→ **Extract**:

※ ※ ※

# Liver failure in 10 yr old Vizsla



## edmac (Jul 9, 2016)

One of our three Vizslas, Vizzy, a male 10 year old started to experience liver failure one week ago. It came on suddenly and he is now seeing a specialist. An ultrasound shows scarring on the liver. The vet says he does think the problem is cancer or a toxin(s) based on the look of the ultrasound. Vizzy's gums are very yellow and he displays signs of jaundice, black tarry watery stools, urine is dark yellow. He is showing some signs of neurological issues due to increased ammonia in his system. Obviously this is a very advanced state of liver disease... The vet would like to continue doing more tests and trials to determine what is causing the liver disease. Vizzy is not healthy enough at this time for a biopsy of the liver. The vet would like to eventually do a biopsy, if possible, to determine the best treatment. We noticed a big improvement in behavior and symptoms when my wife and I both visited him last night ( I had been away in a remote area for 3 weeks). We decided to take him home with us last night and see if being at home in a comfortable setting improved his condition.

So, right now I am perplexed on what to do. Vizzy sure looked a lot better after spending time outside of the vet hospital and with us. He even started to try and chase and catch flies out on the grass. His blood pressure increased after being with us outside too (a good thing). It seems that doing a liver biopsy might not be worthwhile at this stage, since he is so weak and bleeding could be a problem. I currently think having him at home for a day or two,giving him oral meds from the vet hospital, and see how he does before doing a biopsy. 

Any words of advice or suggestions are appreciated. Vizzy does have a strong track record of pulling through when sick. Thanks


----------



## texasred (Jan 29, 2012)

You just have to do what feels right for Vizzy. 
Has Vizzy had any other health issues.


----------



## Bob Engelhardt (Feb 14, 2012)

So sorry to hear about this - it's too easy to imagine myself in the same situation and knowing how hard it would be.

It doesn't sound like he has to be in the hospital, like he would have to be for continuous monitoring or for skilled care. In which case, I would keep him home. Our gingers want to be with us and Vizzy will so much happier at home. Less stress is always a good thing. Surely the vet can do his tests by having Vizzy go in for them.

As for the bigger questions - the medical ones - I'm afraid that I have no experience to pass on. It's hard to know what to do - the tradeoffs are fuzzy and the outcomes impossible to predict. Doing what you feel is right for Vizzy, as TR said, is the best that you can do.

I'm hoping that it was a specific past exposure to a toxin that he can recover from (the liver is amazing in its ability to regenerate).

Bob


----------



## cuddlebuglove (Apr 27, 2014)

Any news? I hope that the liver can recover too. May I ask, is their prescription food made to help the liver? I know that there is food for the kidneys.

Hoping for good news soon.


----------

※ ※ ※

→ **Data for analysis**:

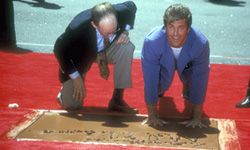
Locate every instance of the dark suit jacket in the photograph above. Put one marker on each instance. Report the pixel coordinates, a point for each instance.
(76, 48)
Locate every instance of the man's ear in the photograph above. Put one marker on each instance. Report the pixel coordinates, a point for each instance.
(93, 24)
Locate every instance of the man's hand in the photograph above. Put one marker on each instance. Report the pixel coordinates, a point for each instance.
(103, 65)
(154, 121)
(79, 91)
(123, 38)
(193, 123)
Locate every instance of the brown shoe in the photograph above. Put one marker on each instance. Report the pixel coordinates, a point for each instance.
(121, 106)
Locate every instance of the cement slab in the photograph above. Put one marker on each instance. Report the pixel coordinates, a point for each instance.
(108, 128)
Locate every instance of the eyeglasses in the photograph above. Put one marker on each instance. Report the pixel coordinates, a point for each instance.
(109, 34)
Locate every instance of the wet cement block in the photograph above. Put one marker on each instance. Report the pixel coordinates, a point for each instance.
(119, 129)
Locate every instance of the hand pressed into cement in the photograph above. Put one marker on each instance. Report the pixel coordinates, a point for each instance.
(193, 123)
(154, 121)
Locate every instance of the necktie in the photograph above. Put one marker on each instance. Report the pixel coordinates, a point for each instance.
(102, 60)
(106, 43)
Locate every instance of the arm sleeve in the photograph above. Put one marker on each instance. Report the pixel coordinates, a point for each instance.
(151, 69)
(200, 75)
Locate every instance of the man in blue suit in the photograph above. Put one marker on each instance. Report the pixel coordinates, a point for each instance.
(175, 46)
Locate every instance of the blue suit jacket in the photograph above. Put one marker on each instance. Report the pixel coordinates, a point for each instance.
(158, 65)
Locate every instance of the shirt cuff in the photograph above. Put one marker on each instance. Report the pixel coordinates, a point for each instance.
(127, 27)
(74, 75)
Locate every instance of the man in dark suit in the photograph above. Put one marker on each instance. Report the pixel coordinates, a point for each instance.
(97, 35)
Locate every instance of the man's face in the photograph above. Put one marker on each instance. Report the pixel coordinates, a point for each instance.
(107, 26)
(177, 32)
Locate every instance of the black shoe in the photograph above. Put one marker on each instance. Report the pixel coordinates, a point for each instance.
(244, 103)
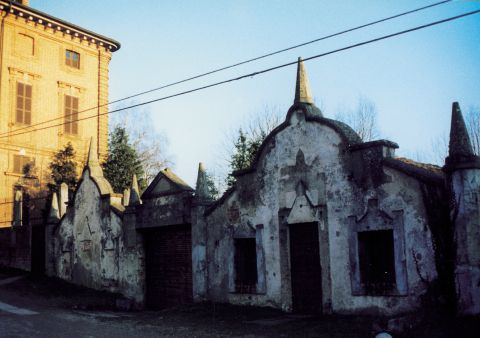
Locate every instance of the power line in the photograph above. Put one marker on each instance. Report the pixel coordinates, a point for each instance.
(235, 65)
(258, 72)
(24, 200)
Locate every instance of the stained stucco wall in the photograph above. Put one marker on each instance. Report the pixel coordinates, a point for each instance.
(90, 246)
(315, 154)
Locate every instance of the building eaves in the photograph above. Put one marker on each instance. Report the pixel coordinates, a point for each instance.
(44, 19)
(428, 173)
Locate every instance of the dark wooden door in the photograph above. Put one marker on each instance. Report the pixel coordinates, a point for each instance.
(305, 268)
(38, 250)
(169, 266)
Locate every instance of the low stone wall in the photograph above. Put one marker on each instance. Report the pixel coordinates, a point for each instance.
(15, 247)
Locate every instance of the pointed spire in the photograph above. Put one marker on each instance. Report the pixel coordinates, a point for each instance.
(201, 189)
(54, 213)
(92, 153)
(459, 146)
(302, 89)
(134, 192)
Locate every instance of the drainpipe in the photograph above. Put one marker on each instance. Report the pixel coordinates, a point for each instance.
(2, 38)
(98, 100)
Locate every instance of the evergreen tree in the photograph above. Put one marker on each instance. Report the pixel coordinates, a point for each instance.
(122, 162)
(245, 150)
(211, 186)
(63, 168)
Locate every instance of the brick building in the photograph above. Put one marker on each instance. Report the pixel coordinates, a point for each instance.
(50, 70)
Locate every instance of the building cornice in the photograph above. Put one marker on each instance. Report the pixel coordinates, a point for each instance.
(48, 21)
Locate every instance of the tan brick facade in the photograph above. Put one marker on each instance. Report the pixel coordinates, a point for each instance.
(46, 66)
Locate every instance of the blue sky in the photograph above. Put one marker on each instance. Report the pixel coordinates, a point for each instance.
(412, 79)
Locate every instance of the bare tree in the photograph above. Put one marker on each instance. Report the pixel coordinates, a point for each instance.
(252, 132)
(150, 144)
(363, 119)
(472, 120)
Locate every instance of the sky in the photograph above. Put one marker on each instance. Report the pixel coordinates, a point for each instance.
(412, 79)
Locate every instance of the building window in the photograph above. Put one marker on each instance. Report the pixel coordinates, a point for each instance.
(19, 163)
(245, 265)
(72, 59)
(24, 45)
(24, 103)
(376, 260)
(71, 115)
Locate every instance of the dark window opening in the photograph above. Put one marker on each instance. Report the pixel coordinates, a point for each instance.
(377, 264)
(245, 265)
(72, 59)
(19, 163)
(24, 103)
(71, 114)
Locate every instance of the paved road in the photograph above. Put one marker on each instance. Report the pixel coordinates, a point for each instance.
(43, 307)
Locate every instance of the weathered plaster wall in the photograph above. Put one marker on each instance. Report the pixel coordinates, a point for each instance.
(90, 248)
(315, 154)
(466, 188)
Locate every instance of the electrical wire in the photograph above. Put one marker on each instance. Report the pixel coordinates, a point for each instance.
(251, 75)
(236, 64)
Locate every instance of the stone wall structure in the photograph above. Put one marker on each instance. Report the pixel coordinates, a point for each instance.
(49, 68)
(90, 245)
(322, 222)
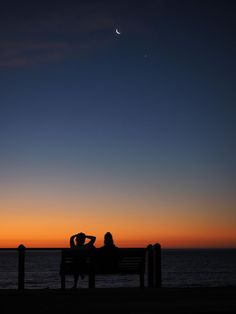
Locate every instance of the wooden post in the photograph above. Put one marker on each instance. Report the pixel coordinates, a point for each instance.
(150, 266)
(157, 266)
(21, 267)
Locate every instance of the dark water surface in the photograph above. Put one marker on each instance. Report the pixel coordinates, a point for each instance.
(180, 268)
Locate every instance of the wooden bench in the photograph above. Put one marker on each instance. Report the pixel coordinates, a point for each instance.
(130, 261)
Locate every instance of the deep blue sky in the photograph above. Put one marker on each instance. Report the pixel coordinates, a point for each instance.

※ ※ ※

→ **Work instructions**:
[1] Which symptoms of Vizzy's liver disease does the opening post of the Vizsla liver failure thread list?
[2] In the Vizsla liver failure thread, why does the owner think a liver biopsy might not be worthwhile at this stage? Answer in one to three sentences.
[3] What did the ultrasound show, according to the Vizsla liver failure thread?
None of the rows are needed here.

→ **Task-by-task solutions**:
[1]
- Very yellow gums
- Signs of jaundice
- Black, tarry, watery stools
- Dark yellow urine
- Some signs of neurological issues, caused by increased ammonia in his system

[2] The owner thinks a biopsy might not be worthwhile yet because Vizzy is very weak and bleeding could be a problem. The vet has also said he is not healthy enough for a biopsy at this time.

[3] It showed scarring on the liver.